= JOB =
Can you render the lines below as a Markdown table with a "No." column for the row number and a "Line" column for the text of each line, skipping any blank lines?

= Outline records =
──────

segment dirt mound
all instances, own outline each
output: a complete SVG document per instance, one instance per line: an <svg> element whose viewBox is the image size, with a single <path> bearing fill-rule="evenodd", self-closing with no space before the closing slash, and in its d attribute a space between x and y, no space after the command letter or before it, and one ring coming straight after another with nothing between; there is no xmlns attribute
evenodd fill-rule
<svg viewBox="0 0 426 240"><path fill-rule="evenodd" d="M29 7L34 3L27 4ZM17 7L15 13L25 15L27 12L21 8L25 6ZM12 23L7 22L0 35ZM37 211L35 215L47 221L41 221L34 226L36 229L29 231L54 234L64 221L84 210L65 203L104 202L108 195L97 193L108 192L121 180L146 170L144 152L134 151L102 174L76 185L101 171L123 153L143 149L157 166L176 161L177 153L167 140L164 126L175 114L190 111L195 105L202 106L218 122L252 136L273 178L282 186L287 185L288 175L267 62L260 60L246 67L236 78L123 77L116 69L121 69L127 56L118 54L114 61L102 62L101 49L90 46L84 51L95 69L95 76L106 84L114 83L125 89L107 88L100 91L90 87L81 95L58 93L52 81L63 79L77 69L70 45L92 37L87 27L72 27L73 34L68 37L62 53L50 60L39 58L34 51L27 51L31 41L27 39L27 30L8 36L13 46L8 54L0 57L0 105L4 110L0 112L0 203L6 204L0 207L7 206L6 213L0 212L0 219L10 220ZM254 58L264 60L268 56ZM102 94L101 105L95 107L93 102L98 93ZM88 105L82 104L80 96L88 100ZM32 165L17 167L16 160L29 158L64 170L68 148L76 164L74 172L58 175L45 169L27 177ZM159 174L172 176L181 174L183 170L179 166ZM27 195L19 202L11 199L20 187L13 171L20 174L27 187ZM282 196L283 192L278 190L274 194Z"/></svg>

──────

= RESPONSE TO THE TASK =
| No. | Line |
|---|---|
| 1 | segment dirt mound |
| 2 | all instances, own outline each |
| 3 | output: a complete SVG document per instance, one instance per line: an <svg> element whose viewBox is the image size, with a single <path> bearing fill-rule="evenodd", self-closing with no space before the closing slash, and in its d attribute a space between x and y, no space after the command letter or before it, and one ring coming straight after another with nothing between; there is no xmlns attribute |
| 4 | evenodd fill-rule |
| 5 | <svg viewBox="0 0 426 240"><path fill-rule="evenodd" d="M29 7L34 3L27 4ZM17 7L15 13L25 15L27 12L21 8L25 6ZM12 23L7 22L0 35ZM37 211L35 215L47 221L41 221L34 226L36 229L29 231L54 234L64 221L84 210L65 203L104 202L108 195L97 193L108 192L121 180L146 170L144 152L134 151L102 174L76 185L101 171L123 153L143 149L157 166L176 161L177 153L167 140L164 126L175 114L190 111L195 105L202 106L218 122L252 136L273 178L282 186L287 185L288 175L267 62L260 60L246 67L236 78L123 77L116 69L121 69L127 56L118 54L114 61L102 62L101 49L90 46L84 51L95 69L95 76L106 84L114 83L125 89L107 88L100 91L90 87L81 95L58 93L52 81L63 79L77 69L70 45L92 37L87 27L72 27L73 34L68 37L62 53L50 60L39 58L34 51L27 51L31 41L27 39L27 30L8 36L13 46L8 54L0 57L0 105L4 110L0 112L0 203L6 204L0 207L7 206L6 213L0 212L0 219L10 220ZM254 58L264 60L268 56ZM102 94L101 105L95 107L93 102L98 93ZM88 105L82 104L80 96L88 100ZM32 165L17 167L16 160L29 158L64 170L68 148L76 164L74 172L58 175L45 169L27 177ZM159 174L172 176L181 174L183 170L179 166ZM27 195L19 202L11 199L20 187L13 171L20 174L27 187ZM282 196L283 192L278 190L274 194Z"/></svg> |